Items listed in a dataset

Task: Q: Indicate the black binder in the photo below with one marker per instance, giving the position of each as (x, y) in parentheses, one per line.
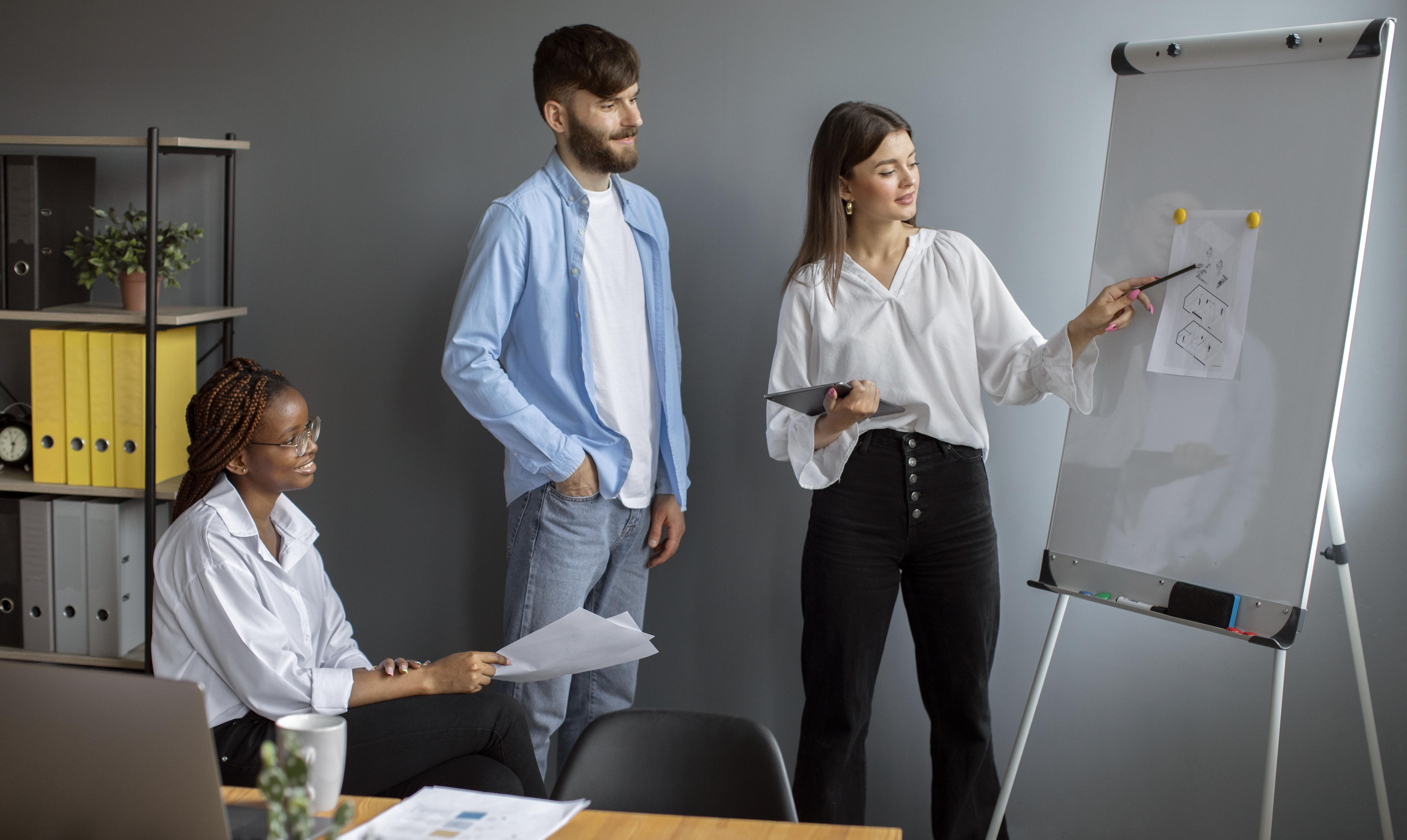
(12, 627)
(47, 200)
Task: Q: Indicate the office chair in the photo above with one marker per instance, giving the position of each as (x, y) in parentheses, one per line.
(682, 763)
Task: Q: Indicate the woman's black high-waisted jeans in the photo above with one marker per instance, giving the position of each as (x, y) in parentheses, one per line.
(911, 514)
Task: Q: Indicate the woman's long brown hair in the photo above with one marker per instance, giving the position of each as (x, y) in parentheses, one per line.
(221, 419)
(849, 134)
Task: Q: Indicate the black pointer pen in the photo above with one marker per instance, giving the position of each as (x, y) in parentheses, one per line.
(1146, 286)
(1133, 293)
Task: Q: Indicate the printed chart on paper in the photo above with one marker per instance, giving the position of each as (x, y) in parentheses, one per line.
(449, 814)
(1204, 312)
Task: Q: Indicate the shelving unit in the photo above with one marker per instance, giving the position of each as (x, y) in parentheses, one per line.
(154, 317)
(20, 482)
(72, 659)
(116, 314)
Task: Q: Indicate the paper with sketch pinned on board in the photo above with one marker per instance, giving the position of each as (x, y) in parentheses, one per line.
(580, 641)
(1202, 320)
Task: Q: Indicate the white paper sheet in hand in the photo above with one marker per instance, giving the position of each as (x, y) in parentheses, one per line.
(1204, 312)
(578, 642)
(434, 814)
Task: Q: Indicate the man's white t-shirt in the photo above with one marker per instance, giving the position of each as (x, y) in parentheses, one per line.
(625, 390)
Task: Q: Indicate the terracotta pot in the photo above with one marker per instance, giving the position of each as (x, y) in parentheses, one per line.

* _Task brief_
Please copy out the records above verbatim, starting at the line containing "Task: Q: Indicate the shelving" and continuing through the line containing "(1202, 320)", with both of those lines included.

* _Expected answer_
Task: Q: Indicate the shelving unit in the photo above with one marker per instance, giving the position of each as (x, y) in parentheses, one per line.
(154, 317)
(20, 482)
(72, 659)
(116, 314)
Task: Q: Indicate the paper with sketch pinned on board in the photo above with one marker per instance, giving the position of each as (x, y) in parentheses, one per line.
(580, 641)
(1202, 320)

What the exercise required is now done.